Recast the records below as a numbered list with one line per entry, and leave out any blank lines.

(Items stored from a collection)
::::::::::

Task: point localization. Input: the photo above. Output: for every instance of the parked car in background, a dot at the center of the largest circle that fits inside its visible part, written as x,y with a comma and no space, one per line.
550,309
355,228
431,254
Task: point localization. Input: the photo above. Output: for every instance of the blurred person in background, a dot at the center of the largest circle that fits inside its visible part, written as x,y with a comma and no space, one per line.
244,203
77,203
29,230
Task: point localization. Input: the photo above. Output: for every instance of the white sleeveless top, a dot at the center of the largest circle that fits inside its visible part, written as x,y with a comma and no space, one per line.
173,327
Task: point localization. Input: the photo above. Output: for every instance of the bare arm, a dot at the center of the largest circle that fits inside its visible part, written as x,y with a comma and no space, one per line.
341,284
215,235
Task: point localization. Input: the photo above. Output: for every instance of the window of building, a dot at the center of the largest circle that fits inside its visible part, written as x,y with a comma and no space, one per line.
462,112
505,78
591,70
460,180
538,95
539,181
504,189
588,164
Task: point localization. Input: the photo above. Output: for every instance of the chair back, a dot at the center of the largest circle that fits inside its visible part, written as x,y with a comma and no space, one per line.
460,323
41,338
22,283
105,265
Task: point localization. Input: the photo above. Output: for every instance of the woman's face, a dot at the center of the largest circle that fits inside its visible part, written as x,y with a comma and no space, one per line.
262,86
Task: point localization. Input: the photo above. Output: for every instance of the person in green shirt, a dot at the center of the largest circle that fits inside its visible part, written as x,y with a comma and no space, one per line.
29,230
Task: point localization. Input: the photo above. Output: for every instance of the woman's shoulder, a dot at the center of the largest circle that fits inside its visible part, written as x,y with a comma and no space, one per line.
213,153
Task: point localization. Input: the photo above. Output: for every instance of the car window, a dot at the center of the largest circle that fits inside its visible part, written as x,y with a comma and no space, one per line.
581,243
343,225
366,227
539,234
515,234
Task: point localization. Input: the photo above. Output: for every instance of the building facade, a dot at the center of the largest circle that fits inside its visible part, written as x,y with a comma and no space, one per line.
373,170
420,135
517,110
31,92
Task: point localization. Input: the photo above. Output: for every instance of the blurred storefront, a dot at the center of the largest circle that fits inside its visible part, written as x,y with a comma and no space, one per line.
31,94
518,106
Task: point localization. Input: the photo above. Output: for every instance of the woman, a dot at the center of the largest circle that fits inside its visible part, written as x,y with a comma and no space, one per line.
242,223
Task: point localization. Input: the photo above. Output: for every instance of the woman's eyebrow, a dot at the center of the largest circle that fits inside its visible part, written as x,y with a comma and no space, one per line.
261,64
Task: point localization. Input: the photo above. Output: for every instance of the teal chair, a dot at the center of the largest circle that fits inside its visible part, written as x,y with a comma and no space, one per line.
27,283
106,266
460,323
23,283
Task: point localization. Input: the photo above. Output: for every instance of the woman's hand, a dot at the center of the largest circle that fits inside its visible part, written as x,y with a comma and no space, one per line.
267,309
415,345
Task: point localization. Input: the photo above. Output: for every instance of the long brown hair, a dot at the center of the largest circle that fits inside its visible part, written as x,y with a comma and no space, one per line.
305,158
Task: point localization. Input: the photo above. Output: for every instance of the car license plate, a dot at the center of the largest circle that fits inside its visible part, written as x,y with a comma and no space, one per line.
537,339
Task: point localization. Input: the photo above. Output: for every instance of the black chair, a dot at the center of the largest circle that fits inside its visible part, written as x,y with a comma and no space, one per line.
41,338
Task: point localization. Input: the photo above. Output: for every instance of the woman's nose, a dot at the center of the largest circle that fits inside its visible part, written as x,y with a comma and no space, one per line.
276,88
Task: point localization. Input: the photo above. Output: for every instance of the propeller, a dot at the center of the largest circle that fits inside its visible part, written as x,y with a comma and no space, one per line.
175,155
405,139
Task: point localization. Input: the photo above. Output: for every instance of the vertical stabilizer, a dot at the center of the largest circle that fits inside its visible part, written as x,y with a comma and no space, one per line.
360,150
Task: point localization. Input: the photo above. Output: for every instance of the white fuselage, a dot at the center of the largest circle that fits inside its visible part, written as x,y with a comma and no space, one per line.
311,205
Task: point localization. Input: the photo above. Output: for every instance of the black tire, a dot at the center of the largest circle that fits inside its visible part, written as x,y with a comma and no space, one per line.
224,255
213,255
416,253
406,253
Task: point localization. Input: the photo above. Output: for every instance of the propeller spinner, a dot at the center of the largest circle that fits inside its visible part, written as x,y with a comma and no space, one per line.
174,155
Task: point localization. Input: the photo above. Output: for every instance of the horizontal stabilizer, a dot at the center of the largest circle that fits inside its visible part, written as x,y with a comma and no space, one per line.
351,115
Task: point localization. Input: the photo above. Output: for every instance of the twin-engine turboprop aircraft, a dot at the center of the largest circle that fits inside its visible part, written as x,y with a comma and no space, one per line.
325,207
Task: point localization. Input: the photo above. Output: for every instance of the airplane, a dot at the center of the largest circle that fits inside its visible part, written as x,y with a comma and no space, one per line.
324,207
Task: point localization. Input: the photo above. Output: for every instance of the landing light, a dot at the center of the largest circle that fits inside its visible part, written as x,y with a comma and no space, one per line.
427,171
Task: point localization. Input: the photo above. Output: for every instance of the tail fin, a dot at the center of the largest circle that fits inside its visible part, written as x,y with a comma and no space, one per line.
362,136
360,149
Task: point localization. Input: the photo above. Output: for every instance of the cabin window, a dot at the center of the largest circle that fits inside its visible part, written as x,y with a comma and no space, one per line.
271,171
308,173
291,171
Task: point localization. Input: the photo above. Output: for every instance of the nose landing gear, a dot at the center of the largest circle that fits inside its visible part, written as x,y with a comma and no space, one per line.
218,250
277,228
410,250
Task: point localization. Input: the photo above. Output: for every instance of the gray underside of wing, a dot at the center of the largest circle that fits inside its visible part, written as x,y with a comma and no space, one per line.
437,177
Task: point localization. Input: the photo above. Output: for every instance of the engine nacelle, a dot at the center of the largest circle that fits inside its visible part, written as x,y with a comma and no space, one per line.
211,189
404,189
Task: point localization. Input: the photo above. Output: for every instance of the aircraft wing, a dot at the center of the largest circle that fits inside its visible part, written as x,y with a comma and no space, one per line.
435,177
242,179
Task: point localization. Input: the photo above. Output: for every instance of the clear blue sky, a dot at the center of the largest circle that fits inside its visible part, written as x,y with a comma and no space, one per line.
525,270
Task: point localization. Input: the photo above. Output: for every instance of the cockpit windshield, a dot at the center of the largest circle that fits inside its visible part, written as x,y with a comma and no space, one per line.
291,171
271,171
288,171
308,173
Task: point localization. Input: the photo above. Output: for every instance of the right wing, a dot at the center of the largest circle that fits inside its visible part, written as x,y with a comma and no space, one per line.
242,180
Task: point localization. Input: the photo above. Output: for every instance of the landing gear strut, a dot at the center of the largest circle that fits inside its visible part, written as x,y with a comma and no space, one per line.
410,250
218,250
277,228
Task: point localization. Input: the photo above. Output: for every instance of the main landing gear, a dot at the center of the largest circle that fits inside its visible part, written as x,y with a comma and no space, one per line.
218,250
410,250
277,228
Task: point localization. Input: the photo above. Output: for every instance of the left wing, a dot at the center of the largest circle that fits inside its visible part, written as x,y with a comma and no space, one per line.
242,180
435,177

::::::::::

- **Written solution**:
1. Task: point localization. Input: the photo above. Output: for every instance of the parked car in background, a dot at the center of the largest circle that fits inside its visible part, written as x,y with a comma and no space, one per line.
2. 550,309
3. 355,228
4. 431,254
5. Task: point localization. Input: the photo above. Output: for every instance of the blurred person in background, a dot at the center of the largest circle that fits inside its visible part, written as x,y with a comma and no space, one per line.
6. 244,203
7. 77,203
8. 29,230
9. Task: point localization. Input: the photo above. Output: for every instance of the white sleeveless top, a dot at the center of the largest circle that fits inside its visible part, written as x,y with a comma and no space, one per line.
10. 173,327
11. Task: point localization. Input: the photo above. Output: for every instance of the bare arm, a dot at the center of the largest circle that fits inside its visible part, written as x,y with a comma and no space, one per line.
12. 341,284
13. 215,235
14. Task: point localization. Input: the photo above. Output: for every instance of the window of building, a dot at the center of the largest circle that fits inside its visible part, written as x,y with a comma and no space, one per line.
15. 462,112
16. 505,78
17. 591,70
18. 460,180
19. 538,95
20. 539,181
21. 504,189
22. 588,164
23. Task: point localization. Input: the photo above. Output: for every instance of the chair back, a dot at the center of the largest circle that fits inside its visible part, written as x,y with a comma and no space, one per line.
24. 460,323
25. 41,338
26. 22,283
27. 105,265
28. Task: point localization. Input: the photo above. Output: for every instance of the woman's face, a dot at the center of the largest circle that fits inside its visible part, written as x,y with a comma and no space, one per line.
29. 262,86
30. Task: point localization. Input: the photo above. Output: for every instance of the person in green shirt, a dot at the center of the largest circle that fits inside its visible part, written as x,y with a comma and no space, one per line.
31. 29,230
32. Task: point localization. Input: the photo above. Output: for every instance of the woman's shoulder, a dot at the center of the largest circle that fits inside its visible part, written as x,y with a comma and no space, one per line.
33. 213,153
34. Task: point localization. Input: the photo above. Output: for every instance of the car window, a dot at the center of the largest circle that fits inside its visible part, written as x,y with a comma and no space, one per line.
35. 581,243
36. 343,225
37. 366,227
38. 539,234
39. 515,234
40. Task: point localization. Input: the photo above. Output: for every instance of the building facade, a dot at the center of the largest circle that fits inside its visible part, written as x,y with a comma and no space, one per line.
41. 373,170
42. 420,135
43. 517,110
44. 31,92
45. Task: point localization. Input: the photo above. Output: for every instance of the blurred storefront, a dot at the center of the largest circle that fits inside its visible part, written as x,y with a comma and no space, one per line.
46. 31,94
47. 518,106
48. Task: point localization. Input: the photo above. Output: for every instance of the woman, a dot at the center of the largest circle that fits inside its visible part, written as x,y with a comma and no space, one per line.
49. 242,223
50. Task: point localization. Input: the photo above. Output: for every instance of the woman's eyebrow, a dot at the center of the largest circle that fits inside its visible part, written as x,y with a comma and no space, one per line.
51. 261,64
52. Task: point localization. Input: the photo above. Output: for every instance of the teal chair, a dot at the center of the largest circle that fits inside its visible part, written as x,y with a comma and no space, one per line.
53. 27,283
54. 106,266
55. 460,323
56. 23,283
57. Task: point localization. Input: the photo above. Output: for every instance of the woman's hand, a dot at the center of the largest circle that fits inside its visible part, written as x,y with a comma and no space, one per line.
58. 267,309
59. 415,345
60. Task: point localization. Input: the photo above. Output: for every instance of the long brown hair, a dot at the center of the largest circle that fits inside its visible part, written as x,y with a comma and no space, one per line.
61. 305,158
62. Task: point localization. Input: the photo above. Output: for every instance of the car license plate, a dot at the center of the largest circle that fits inside its visible part, written as x,y with a comma and no space, one per line.
63. 537,339
64. Task: point localization. Input: the photo above. Output: for every instance of the black chair, a dot at the center of the largest circle that fits inside its visible part, written as x,y with a comma and no space, one per line.
65. 41,338
66. Task: point localization. Input: the photo above. Output: for every instance of the woman's nose, a dot at the center of the largest circle that fits inside its visible part, written as x,y with a comma and no space, one per line.
67. 276,88
68. Task: point localization. Input: the photo above. Output: for every instance of the propeller, a dot at the center of the largest circle that fits inside its visible part, written as x,y with a comma and no space, one per line.
69. 175,155
70. 405,139
71. Task: point localization. Input: the photo above. Output: for every instance of the vertical stabilizer, a dot at the center of the largest circle that fits inside its visible part, written as x,y with a comma and no space, one per line.
72. 360,150
73. Task: point localization. Input: the photo above. Output: for every instance of the white fuselage, a dot at the center of the largest circle that fits inside its visible part, written as x,y with a comma and no space, one per line.
74. 311,205
75. Task: point localization. Input: the photo above. Output: for every instance of the black tire, a dot at the center of the largest circle that fits inside its visible part, written as x,y with a comma and no space, one per line.
76. 224,255
77. 213,255
78. 416,253
79. 406,253
80. Task: point localization. Input: the photo above. Output: for every instance of the propeller spinner, a dot at the center of the largest circle that fits inside its visible part, written as x,y with a comma and no space, one per line.
81. 174,155
82. Task: point localization. Input: the photo above. Output: for every instance of the horizontal stabilizer, a dot at the center of the largest circle that fits inside its visible part, written as x,y with a comma and no space, one per line.
83. 351,115
84. Task: point localization. Input: the photo above. Output: for every instance of the twin-engine turboprop aircraft, a dot at the center of the largest circle that fits inside its visible part, written as x,y with a comma and no space, one per line.
85. 325,207
86. Task: point localization. Input: the photo above. Output: for every instance of the airplane, a dot at the center of the largest circle that fits inside its visible part, written as x,y with a comma and no space, one per line.
87. 324,207
88. Task: point localization. Input: the photo above. Output: for every instance of the landing light, a dot at the center of the largest circle that fits inside its visible part, written as x,y with a comma and no space, one per line.
89. 427,171
90. Task: point localization. Input: the photo above. Output: for every instance of the tail fin, a dot at the center of the largest circle that fits inside its visible part, written as x,y with a comma and no space, one per line.
91. 362,136
92. 360,149
93. Task: point localization. Input: the photo above. Output: for every instance of the cabin window, a dot at the center of the largest circle that fits inside its visible part, written as x,y with a comma and no space, one per line.
94. 271,171
95. 308,173
96. 291,171
97. Task: point localization. Input: the photo above. Output: for every instance of the nose landing gear, a dot at the center of the largest circle that fits inside its visible part, written as x,y with a comma and no space, one per line.
98. 218,250
99. 277,228
100. 410,250
101. Task: point localization. Input: the photo above. Output: for every instance of the gray underside of wing, a dot at the center of the largest circle that fits inside its visible part, written as x,y with a comma and no space, one per line.
102. 437,177
103. Task: point localization. Input: the photo above. Output: for every instance of the engine nacelle, a dot at the center of the largest circle that fits inside its visible part, written as x,y with a comma and no space, one per line.
104. 211,189
105. 404,189
106. Task: point localization. Input: the photo above. Output: for every instance of the aircraft wing, a dot at the center of the largest circle that fits inside its visible part, written as x,y with a comma and no space, one per line.
107. 435,177
108. 242,179
109. Task: point localization. Input: the photo above. Output: for every instance of the clear blue sky, a dot at the center of the largest circle that fits inside its visible part, written as x,y with a comma and no space, one per line.
110. 525,270
111. Task: point localization. Input: the photo above. Output: for every instance of the cockpit windshield, a dot at the center of the largest circle that fits inside its visible part, written as x,y with a comma and no space, one per line.
112. 291,171
113. 271,171
114. 288,171
115. 308,173
116. Task: point localization. Input: the photo above. Output: for every instance of the right wing, a dot at the center of the largest circle that fits inside its visible part, written as x,y with a comma and no space, one per line.
117. 242,180
118. Task: point localization. Input: the photo above. Output: for every instance of the landing gear strut, a dot at the center of the largest circle that fits inside its visible part, written as x,y with a comma and no space, one per line.
119. 410,250
120. 218,250
121. 277,228
122. Task: point localization. Input: the photo above. Output: for every instance of the main landing gear, a dot at the center of the largest circle that fits inside its visible part, written as x,y with a comma and no space, one per line.
123. 218,250
124. 410,250
125. 277,228
126. Task: point localization. Input: the photo above. Output: for every instance of the left wing, a dot at the center of the largest circle that fits inside its visible part, written as x,y with a comma and no space, one per line.
127. 242,180
128. 435,177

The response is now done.